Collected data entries

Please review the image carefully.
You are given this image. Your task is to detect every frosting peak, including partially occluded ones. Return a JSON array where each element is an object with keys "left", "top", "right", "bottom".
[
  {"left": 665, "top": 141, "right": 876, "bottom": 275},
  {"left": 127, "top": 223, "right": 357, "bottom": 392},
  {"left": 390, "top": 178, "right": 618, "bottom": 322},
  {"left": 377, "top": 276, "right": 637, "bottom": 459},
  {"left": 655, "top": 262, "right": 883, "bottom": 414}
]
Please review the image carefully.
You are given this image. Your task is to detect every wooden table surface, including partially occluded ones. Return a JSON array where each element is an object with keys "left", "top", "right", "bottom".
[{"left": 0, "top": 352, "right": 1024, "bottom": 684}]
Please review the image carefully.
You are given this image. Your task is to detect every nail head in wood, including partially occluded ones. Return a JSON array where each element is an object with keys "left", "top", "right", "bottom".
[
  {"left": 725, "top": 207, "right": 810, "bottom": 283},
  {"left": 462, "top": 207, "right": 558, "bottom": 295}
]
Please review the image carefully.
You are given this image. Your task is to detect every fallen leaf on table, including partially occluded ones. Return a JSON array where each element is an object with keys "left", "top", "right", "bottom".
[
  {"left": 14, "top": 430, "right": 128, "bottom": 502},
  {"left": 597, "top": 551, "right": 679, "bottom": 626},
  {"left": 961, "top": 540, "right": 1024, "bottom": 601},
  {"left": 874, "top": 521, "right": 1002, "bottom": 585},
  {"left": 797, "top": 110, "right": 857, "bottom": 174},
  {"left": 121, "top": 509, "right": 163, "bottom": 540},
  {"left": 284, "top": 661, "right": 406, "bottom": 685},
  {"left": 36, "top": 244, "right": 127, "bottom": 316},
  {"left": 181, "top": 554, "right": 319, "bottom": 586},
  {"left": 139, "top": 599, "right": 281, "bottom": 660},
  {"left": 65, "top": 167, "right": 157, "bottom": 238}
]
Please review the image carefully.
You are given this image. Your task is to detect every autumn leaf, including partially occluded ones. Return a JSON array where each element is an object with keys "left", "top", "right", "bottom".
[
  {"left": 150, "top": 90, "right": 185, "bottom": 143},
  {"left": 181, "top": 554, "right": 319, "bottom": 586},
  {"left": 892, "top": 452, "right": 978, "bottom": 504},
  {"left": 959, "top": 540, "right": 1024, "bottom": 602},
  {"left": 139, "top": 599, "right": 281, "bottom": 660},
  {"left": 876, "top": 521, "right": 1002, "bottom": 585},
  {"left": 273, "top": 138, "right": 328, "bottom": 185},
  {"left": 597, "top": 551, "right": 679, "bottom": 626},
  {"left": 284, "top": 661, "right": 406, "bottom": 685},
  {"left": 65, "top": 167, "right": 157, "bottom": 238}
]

### EXERCISE DIRECTIONS
Return each line of the material above that contains the word "task". Treat the match as case-sensitive.

### FINAL RESULT
You are given this image. Your task is to detect every frosting peak, including partially occluded ones. Return a JSON array where each element is an object with keys "left", "top", "right", "bottom".
You are given this image. Your task is to detect every wooden table surface, including partially occluded ones. Return a JSON array where each element is an object with keys "left", "top", "right", "bottom".
You are given this image. Your task is to detect every nail head in wood, including partially occluded ones. Return a JSON array where each element is an object with keys "left", "top", "right", "bottom".
You are given this image. Your task is to detect every fallen leaf on table, including partially occluded ones. Return a JSON array where each element is an object with keys "left", "top", "right", "bottom".
You are given this image. Your task is to detect every autumn leaf, including partially occluded ones. Return a JSON array where each element is an object with keys "left", "top", "right", "bottom".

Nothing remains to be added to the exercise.